**Work task**. Copy all records verbatim.

**Provided records**.
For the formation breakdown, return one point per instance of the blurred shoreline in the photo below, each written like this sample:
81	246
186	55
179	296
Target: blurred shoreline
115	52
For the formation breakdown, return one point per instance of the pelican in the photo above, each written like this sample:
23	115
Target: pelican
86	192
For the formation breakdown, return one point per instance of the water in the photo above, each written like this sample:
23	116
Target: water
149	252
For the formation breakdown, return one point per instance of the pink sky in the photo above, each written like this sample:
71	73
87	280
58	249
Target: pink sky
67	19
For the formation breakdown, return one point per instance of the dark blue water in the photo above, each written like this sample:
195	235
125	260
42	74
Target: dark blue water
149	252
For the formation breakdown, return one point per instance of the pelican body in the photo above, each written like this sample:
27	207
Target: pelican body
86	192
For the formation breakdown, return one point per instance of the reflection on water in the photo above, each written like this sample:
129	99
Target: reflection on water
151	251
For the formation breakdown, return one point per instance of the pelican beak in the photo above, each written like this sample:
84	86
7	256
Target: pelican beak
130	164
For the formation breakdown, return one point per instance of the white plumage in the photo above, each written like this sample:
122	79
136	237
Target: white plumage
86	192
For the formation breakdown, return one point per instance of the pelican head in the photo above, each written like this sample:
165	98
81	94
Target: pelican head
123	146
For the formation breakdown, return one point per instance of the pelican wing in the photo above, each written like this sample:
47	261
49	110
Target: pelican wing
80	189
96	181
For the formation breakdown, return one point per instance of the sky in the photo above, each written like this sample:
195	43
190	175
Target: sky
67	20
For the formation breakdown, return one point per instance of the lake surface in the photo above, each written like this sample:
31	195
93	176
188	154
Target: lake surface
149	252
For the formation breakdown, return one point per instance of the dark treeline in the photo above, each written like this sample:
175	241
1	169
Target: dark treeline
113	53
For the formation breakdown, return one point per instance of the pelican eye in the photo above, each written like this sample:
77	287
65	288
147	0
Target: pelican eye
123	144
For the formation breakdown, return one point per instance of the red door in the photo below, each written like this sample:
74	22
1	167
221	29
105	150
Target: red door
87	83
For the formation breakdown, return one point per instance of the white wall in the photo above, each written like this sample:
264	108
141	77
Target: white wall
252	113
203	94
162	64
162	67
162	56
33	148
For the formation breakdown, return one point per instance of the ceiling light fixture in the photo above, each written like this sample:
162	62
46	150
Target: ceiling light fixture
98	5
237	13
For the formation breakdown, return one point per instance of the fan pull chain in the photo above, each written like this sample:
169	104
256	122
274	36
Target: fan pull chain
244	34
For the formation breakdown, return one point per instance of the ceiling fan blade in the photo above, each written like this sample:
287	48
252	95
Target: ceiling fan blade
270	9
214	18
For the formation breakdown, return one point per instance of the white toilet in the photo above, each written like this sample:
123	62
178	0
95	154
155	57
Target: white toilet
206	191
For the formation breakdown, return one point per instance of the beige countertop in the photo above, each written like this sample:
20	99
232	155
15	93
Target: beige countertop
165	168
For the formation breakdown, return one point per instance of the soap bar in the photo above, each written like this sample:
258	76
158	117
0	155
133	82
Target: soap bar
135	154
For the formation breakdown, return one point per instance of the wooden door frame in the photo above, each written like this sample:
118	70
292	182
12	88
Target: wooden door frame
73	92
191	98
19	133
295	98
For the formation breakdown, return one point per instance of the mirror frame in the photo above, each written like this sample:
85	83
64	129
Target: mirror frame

**Completed exercise**.
For the formation breakdown, return one point per instance of the blurred shoreline in the photo below, each written like this sample:
81	246
186	55
179	296
Target: blurred shoreline
115	52
For the formation breakdown, return one point per instance of the pelican in the photo above, each written like this sample:
23	115
Target: pelican
86	192
For the formation breakdown, return one point per instance of the water in the photo above, each written like this sample:
23	116
Target: water
149	252
For the formation breakdown, return one point per instance of the pink sky in the photo above, each written like this sample:
71	73
87	280
58	249
Target: pink sky
67	19
For the formation breakdown, return one point per instance of the dark blue water in the photo above, each written like this sample:
195	235
125	260
42	74
Target: dark blue water
149	252
For the formation breakdown, return one point per instance of the pelican body in the photo above, each written like this sample:
27	207
Target: pelican body
86	192
For the formation breakdown, return one point per instance of the reflection on water in the photo above, each written like this sample:
129	99
Target: reflection on water
151	251
For the formation breakdown, return one point per instance of the pelican beak in the photo above, each written like this sample:
84	86
7	256
Target: pelican beak
130	164
For the formation breakdown, return one point per instance of the white plumage in the photo above, each written like this sample:
122	79
136	237
Target: white plumage
86	192
For the formation breakdown, return one point per instance of the pelican head in the photo above, each written like this sample:
165	98
81	94
Target: pelican head
123	146
For the formation breakdown, return one point per instance of the pelican wing in the photo above, each written like this sample:
47	261
49	110
Target: pelican wing
80	189
96	181
For the formation breakdown, return one point per instance of the sky in the photo above, each written like this sample:
195	43
190	175
Target: sky
67	20
For the formation breakdown, return one point per instance of the lake surface in the photo above, each written like this sample:
31	195
93	176
188	154
Target: lake surface
149	252
For the formation breakdown, return one point per instance of the dark treeline in the photo above, each written like this sample:
175	241
1	169
Target: dark treeline
113	53
For the formation breakdown, return one point per instance of the pelican eye in the photo above, each written like this sample:
77	287
65	288
147	0
Target: pelican eye
123	144
For the formation breakdown, return one point per instance of the red door in the photo below, each written like this sample:
74	22
1	167
221	29
105	150
Target: red door
87	83
For the formation breakdown, return one point per instance of the white wall in the photo above, each written like this sample:
264	108
141	77
Target: white wall
252	113
203	94
162	64
162	67
162	56
33	148
For the formation breakdown, return one point per instance of the ceiling light fixture in the photo above, each written like this sample:
162	62
46	150
Target: ceiling light fixture
98	5
237	13
For the formation breakdown, return one point per instance of the fan pull chain in the photo above, each written like this sample:
169	104
256	122
274	36
Target: fan pull chain
244	34
For the formation breakdown, return one point per instance of the ceiling fan blade in the photo above, each written like this sample:
287	48
252	95
Target: ceiling fan blade
270	9
214	18
For the formation breakdown, return one point per instance of the white toilet in the photo above, each written like this sample:
123	62
178	0
95	154
155	57
Target: white toilet
206	191
For the formation breakdown, return one point per instance of the beige countertop in the photo above, each written like this sample:
20	99
232	155
15	93
Target: beige countertop
165	168
For the formation breakdown, return one point per instance of the soap bar in the photo above, each written like this sample:
258	76
158	117
0	155
133	82
Target: soap bar
135	154
For the formation breakdown, return one point per instance of the wooden door frame in the photo above, each written like this sample:
118	70
292	182
12	88
Target: wooden door frame
73	92
191	98
19	133
295	98
For the formation breakdown, return one point per instance of the mirror frame in the photo above, each written like this sample:
85	83
64	129
Target: mirror frame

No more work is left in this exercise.